SOURCE DOCUMENT>
The cat’s out of the bag. Pun intended.
About 45 minutes in to the Washington County-Johnson City Animal Control Board’s Tuesday meeting, all board members, and a few city and county officials, learned there already exists about $2.8 million in donations sitting out there with which to build a new animal shelter.
It’s not money in the bank, but there was a strong sense of confidence inside the Winged Deer Park meeting room. The $500,000 piece of property for the new shelter has been purchased, and the capital campaign is only in its formative stages.
The donors’ names were not revealed, and the revelation came only when the board had discussed a number of fundraising events in the making: a sales and donation tent at the August races at Bristol Motor Speedway, hot dog sales at Walmart, brick and tile sales, a bluegrass fundraiser at Down Home and the 2,000 donor cards that are about to be printed up.
“Jane (Myron), do you want to update us on possible donor?,” said Chairman Rick Gordon.

Natural-language object grounding rows>
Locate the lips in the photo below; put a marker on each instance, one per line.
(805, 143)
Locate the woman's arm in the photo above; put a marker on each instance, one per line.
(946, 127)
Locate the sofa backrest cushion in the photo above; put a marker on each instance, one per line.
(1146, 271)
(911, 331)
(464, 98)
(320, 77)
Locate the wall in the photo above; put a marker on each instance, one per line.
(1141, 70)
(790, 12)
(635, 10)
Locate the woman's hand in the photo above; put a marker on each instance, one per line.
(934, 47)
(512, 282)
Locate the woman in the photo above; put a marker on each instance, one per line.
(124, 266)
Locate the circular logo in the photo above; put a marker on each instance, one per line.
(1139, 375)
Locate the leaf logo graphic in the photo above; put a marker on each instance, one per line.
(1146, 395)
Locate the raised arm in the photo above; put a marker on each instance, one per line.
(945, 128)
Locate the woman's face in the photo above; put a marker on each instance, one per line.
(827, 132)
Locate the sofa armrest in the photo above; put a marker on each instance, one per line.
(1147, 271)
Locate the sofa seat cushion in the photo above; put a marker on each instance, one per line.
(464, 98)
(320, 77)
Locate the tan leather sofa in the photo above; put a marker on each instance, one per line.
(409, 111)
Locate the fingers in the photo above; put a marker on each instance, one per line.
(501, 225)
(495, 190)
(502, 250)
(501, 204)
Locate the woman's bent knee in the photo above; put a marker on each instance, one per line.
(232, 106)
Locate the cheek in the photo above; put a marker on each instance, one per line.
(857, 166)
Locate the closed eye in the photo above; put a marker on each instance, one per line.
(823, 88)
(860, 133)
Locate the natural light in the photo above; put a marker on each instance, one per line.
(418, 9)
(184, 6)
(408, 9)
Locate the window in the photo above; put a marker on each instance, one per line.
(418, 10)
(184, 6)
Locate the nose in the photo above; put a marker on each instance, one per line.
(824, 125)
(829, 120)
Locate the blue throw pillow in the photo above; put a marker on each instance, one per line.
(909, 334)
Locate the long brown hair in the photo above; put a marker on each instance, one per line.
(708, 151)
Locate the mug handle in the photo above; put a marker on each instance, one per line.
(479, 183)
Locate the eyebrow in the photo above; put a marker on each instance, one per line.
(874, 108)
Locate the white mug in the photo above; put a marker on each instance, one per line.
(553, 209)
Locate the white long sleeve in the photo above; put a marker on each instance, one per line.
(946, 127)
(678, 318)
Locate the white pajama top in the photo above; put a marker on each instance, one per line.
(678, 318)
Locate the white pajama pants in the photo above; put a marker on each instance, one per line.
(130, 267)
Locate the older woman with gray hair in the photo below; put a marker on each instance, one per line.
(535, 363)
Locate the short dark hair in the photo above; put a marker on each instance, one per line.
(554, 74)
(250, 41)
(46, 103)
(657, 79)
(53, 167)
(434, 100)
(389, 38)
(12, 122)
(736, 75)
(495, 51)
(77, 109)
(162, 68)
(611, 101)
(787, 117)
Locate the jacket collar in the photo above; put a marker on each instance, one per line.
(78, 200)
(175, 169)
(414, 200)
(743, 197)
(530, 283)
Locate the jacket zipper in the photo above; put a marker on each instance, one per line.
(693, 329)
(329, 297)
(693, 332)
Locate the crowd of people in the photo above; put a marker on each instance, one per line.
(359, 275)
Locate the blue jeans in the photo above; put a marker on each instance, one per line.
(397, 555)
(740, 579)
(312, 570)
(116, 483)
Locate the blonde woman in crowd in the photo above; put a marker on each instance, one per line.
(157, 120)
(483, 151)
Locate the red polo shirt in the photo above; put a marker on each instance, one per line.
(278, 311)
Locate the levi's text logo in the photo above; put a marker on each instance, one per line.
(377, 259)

WHAT YOU ARE ASKED TO DO>
Decide whether each statement below agrees with the shelter article, answering yes or no and quoting the words that settle it. 1. The land for the new shelter cost $500,000 and has already been bought. 2. The donors' names were made public at the meeting. 3. The 2,000 donor cards have already been printed.

EXERCISE RESPONSE>
1. Yes: "The $500,000 piece of property for the new shelter has been purchased"
2. No: "The donors’ names were not revealed"
3. No: "the 2,000 donor cards that are about to be printed up"